__Record set__:
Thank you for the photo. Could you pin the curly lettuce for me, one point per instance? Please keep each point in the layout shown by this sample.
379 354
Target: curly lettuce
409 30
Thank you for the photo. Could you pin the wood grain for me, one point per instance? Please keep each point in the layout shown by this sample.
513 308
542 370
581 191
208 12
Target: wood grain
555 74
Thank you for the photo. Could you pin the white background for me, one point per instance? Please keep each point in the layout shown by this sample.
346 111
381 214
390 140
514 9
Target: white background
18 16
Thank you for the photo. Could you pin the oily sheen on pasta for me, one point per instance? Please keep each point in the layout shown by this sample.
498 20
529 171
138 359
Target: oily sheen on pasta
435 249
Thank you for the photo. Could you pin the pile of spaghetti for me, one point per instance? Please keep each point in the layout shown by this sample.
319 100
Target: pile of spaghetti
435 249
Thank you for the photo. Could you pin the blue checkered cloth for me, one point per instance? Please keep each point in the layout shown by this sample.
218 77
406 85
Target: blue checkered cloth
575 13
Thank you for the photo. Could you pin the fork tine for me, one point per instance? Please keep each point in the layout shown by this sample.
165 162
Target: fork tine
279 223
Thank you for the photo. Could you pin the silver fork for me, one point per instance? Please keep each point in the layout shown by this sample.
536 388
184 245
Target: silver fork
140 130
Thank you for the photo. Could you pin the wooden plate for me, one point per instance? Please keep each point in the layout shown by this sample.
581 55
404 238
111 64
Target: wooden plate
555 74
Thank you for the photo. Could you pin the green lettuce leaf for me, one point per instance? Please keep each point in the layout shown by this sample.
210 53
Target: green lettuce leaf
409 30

__Assignment__: Each record above has to be set down again, word for word.

__Result of the task__:
Thank you for the photo. Could you pin the curly lettuce for me, one point per instance? Please keep each point in the layout shown by this sample.
379 354
Target: curly lettuce
409 30
Thank you for the photo. Could you pin the wood grain for me, one point per instance? Please keep each point in the layout shown by this sample.
513 308
542 370
581 191
208 12
Target: wood grain
555 74
Thank you for the photo. Could you pin the white background for me, one point per instance? Please keep each point in the layout shown by this sample.
346 111
381 214
390 140
514 9
Target: white background
18 16
Thank you for the photo. Could you pin the oily sheen on pasta for me, one point per instance? Please keep each point in the layout shown by this sample.
498 20
529 171
138 359
Target: oily sheen on pasta
435 249
Thank you for the photo. Could you pin the pile of spaghetti for me, one point per instance? Please keep each point in the layout shown by this sample.
319 100
Target: pile of spaghetti
435 249
Thank you for the photo. Could you pin the blue checkered cloth for me, one point per instance? Please keep each point in the layout shown by this sample.
218 77
406 85
Target: blue checkered cloth
575 13
Thank you for the photo. Could you pin the fork tine for me, one point per instance? Please keep each point in the layout shown by this sample.
165 162
Target: fork tine
279 223
Thank you for the photo. Could you pin the silver fork for me, one point per instance? Please keep each point in the layout shown by this sample.
536 388
184 245
Target: silver fork
140 130
Thank you for the photo. Could you pin the wooden plate for me, one point per instance? Please keep each point in the layout shown by this sample.
581 55
404 238
111 64
Target: wooden plate
555 74
Thank you for the photo. Could you pin the green lettuce leaf for me, one point per instance? Please keep each point in the layout shown by this sample.
210 53
Target: green lettuce leaf
409 30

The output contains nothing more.